■ CHALLENGE 1 ■
Find every line of the listing that contains the word "face" and copy each one. Case counts.

■ EXCERPTED PASSAGE ■
Analysis: Basque economy has lessons for Spain
By Amanda Cooper
MONDRAGON, Spain (Reuters) - Spain's dash into tourism in the 1970s and its property boom last decade largely passed by the Basque region, a cool, damp corner of the north with a reputation for separatist violence. Instead the Basques stuck with industry, by force of circumstance.
Euskadi, the Basque name for the hilly province of 2 million bordering France, now outshines the rest of Spain with a better credit rating than central government, the lowest regional unemployment and borrowing costs half those of other areas.
The success of Mondragon Assembly, one of the world's top producers of solar-panel manufacturing equipment, reflects the region's ability to weather a euro zone debt crisis that has forced Spain to ask for up to 100 billion euros of EU aid for its banks.
In a factory set in a forest, a multi-armed robot hisses behind a glass screen, lights flickering as it prepares to take in cobalt-blue tiles to stitch into solar panels. The machine could be shipped anywhere, from Germany to Kazakhstan, and business is flourishing.

■ CHALLENGE 2 ■
Name every country mentioned in the Basque economy article.

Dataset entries
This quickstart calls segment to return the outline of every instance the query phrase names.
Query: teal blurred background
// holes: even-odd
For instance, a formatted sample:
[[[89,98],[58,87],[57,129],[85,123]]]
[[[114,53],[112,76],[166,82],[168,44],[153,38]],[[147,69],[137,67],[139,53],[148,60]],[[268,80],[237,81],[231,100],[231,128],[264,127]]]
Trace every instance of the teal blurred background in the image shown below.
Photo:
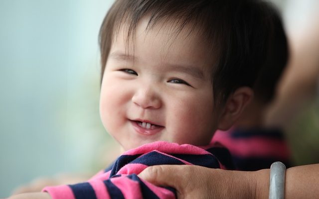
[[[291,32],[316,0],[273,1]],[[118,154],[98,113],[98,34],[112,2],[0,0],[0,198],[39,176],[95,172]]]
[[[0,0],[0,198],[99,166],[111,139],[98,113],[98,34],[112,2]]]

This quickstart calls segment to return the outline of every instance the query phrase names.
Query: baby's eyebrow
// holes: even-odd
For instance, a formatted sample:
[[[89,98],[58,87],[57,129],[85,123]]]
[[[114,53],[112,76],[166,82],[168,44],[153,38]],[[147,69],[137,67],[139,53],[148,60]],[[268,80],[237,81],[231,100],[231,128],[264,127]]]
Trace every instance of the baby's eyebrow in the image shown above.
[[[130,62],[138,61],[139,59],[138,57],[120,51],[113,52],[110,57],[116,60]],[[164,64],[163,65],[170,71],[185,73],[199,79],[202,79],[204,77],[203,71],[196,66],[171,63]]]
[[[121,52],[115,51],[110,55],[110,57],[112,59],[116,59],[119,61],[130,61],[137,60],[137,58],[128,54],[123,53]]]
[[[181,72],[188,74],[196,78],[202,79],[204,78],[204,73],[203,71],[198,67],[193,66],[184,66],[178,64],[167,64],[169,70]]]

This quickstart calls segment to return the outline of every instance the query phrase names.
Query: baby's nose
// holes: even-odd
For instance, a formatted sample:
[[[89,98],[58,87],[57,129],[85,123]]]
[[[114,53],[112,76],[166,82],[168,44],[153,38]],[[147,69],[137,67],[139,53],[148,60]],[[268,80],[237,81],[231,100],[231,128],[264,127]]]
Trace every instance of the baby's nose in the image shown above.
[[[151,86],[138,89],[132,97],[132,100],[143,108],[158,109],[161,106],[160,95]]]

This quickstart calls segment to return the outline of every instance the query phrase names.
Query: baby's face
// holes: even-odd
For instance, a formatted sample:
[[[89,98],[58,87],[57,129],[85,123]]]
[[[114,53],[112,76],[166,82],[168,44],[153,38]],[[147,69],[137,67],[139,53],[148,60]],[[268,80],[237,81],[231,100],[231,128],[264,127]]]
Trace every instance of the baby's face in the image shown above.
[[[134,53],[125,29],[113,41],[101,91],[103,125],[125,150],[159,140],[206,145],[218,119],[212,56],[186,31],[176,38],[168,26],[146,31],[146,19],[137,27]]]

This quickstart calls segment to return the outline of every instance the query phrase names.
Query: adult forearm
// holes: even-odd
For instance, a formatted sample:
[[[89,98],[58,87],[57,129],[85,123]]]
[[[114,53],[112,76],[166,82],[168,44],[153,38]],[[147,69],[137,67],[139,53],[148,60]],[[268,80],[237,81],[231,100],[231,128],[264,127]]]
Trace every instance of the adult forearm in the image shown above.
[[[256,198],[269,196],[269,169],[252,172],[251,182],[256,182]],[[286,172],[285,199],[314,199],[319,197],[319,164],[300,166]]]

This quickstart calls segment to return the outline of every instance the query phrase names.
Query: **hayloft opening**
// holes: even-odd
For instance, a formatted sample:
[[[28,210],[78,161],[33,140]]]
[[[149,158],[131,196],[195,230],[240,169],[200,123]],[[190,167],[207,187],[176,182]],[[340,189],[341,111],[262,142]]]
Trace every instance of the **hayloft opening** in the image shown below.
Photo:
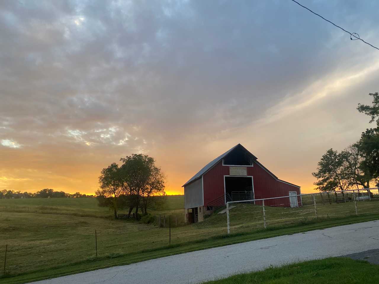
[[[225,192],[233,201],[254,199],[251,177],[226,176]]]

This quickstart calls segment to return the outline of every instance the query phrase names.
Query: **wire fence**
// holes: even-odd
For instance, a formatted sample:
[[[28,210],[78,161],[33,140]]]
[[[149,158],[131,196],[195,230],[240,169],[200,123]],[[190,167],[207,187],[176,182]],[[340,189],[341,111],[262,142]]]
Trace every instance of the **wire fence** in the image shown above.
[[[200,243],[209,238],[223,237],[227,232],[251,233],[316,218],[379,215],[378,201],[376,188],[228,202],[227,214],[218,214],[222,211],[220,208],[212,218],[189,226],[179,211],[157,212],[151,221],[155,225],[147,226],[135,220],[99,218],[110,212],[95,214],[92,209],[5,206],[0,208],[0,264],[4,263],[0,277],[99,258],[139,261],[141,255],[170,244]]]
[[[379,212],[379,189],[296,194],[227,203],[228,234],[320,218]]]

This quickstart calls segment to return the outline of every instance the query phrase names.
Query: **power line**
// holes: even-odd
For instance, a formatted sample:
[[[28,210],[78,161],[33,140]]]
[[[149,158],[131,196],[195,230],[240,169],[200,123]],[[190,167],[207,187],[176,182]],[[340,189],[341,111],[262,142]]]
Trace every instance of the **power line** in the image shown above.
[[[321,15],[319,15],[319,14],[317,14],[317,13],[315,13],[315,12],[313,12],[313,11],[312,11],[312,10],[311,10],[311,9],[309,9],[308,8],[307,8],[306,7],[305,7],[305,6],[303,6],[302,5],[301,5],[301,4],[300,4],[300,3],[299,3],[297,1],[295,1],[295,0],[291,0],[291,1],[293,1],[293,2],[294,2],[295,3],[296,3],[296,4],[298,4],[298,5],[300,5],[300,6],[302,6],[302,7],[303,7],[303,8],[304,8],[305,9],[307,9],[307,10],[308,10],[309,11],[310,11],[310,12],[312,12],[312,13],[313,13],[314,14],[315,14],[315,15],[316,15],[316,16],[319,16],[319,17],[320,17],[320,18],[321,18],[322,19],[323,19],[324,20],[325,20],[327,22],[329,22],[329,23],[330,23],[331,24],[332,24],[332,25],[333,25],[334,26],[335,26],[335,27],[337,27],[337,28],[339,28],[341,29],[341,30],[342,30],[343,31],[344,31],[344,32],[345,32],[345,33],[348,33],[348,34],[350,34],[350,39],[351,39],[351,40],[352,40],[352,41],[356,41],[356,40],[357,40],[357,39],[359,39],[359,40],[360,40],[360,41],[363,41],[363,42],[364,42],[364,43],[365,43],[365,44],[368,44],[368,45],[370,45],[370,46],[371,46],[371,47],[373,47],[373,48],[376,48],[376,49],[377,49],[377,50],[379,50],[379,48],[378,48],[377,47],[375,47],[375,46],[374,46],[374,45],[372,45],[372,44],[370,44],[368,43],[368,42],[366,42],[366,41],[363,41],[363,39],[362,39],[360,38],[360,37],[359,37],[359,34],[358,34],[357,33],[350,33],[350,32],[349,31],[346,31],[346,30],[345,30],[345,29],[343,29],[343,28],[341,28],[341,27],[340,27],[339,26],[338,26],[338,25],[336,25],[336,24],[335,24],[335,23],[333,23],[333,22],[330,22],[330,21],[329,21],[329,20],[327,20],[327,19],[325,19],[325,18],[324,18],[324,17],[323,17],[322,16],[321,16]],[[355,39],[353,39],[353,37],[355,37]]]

■ TASK ANSWER 1 ■
Query: baby's face
Trace every instance of the baby's face in the image shown above.

■ TASK ANSWER 2 ■
Spain, France, Germany, Kazakhstan